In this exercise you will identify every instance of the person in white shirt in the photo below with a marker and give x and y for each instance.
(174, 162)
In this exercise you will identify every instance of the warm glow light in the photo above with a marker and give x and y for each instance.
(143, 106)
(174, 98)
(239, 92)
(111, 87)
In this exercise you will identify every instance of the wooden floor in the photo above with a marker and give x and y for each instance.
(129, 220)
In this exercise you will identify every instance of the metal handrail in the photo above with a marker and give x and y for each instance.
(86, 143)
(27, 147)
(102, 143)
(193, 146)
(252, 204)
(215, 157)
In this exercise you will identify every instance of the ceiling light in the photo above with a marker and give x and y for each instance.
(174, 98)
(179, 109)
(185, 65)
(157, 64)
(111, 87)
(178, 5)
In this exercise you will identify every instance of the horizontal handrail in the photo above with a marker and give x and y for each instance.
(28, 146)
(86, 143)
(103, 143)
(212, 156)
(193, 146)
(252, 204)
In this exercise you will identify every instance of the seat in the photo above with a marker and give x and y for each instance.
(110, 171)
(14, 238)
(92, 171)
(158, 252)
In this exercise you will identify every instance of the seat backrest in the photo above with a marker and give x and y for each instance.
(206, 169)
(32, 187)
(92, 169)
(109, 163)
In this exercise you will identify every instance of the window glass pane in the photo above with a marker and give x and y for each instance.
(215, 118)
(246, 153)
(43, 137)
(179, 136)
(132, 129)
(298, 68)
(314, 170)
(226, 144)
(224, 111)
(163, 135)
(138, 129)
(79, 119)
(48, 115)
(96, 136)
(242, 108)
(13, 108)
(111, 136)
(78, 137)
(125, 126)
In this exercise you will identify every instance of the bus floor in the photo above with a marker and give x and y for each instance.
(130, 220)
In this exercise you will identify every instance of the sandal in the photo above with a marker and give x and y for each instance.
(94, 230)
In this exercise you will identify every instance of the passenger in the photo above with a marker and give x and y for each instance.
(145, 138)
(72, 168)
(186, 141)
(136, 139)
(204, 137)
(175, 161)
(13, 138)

▶ [REQUIRED TASK] Convert the items above into a two-column CSV with the header row item_text,item_answer and one row per item for every item. Put each item's text and its answer in their own quoted field, with line breaks replaced by spaces.

▶ [SOLUTION]
item_text,item_answer
"In this exercise you will identify every instance of the person in white shirt in the photo below with a marker and give x and y for each instance.","(174, 162)"
"In this exercise you will identify every instance of the warm glow light in the photo above with a marker and give x and y for each instance.","(143, 106) (174, 98) (239, 92) (111, 87)"
"In this exercise you will identify every instance of the wooden floor in the photo above with a marker and give x and y for each instance.","(129, 220)"
"In this exercise you will identify every instance of the metal handrail in the photo above with a marker and give x and y for each instance.","(86, 143) (27, 147) (102, 143) (193, 146) (252, 204) (215, 157)"
"In this exercise you will identify every instance of the ceiling light in the photo above with a marker and give x and y for each instance.","(174, 98) (179, 109) (185, 65) (157, 64) (111, 87) (178, 5)"
"In this exercise you will identify every instance of the horizontal handrail in the photo above with a marker and give x and y for each instance.","(28, 146) (86, 143) (103, 143) (212, 156) (193, 146) (252, 204)"
"In this exercise you will identify every instance of the seat in the photo above with a marker and give x and y for each instance.","(110, 171) (14, 238) (92, 171) (158, 252)"
"In this exercise you will identify every instance of the seat backrest in the photo above with a marker and give x and y for each instance.","(206, 169) (32, 187) (92, 169) (109, 163)"
"In this exercise you will identify every instance of the window glass pane in the photo above with a marker and give x and y for each instance.","(215, 118) (246, 153) (43, 137) (179, 136) (132, 129) (298, 68) (314, 170) (226, 144) (224, 111) (163, 135) (138, 129) (79, 119) (48, 115) (96, 136) (242, 108) (13, 108) (111, 136) (78, 137) (125, 126)"
"In this exercise you will identify every instance of the bus floor in the photo above with a marker and give x and y for each instance.","(130, 220)"
"In this exercise you will identify every instance of the sandal in the photo above with a marker and give x and y for each instance.","(94, 230)"
"In this exercise you will identify every instance of the passenger in the photo above with a marker and give x and y for each instance.","(145, 138) (72, 168) (186, 141) (136, 139) (204, 137) (175, 161) (13, 138)"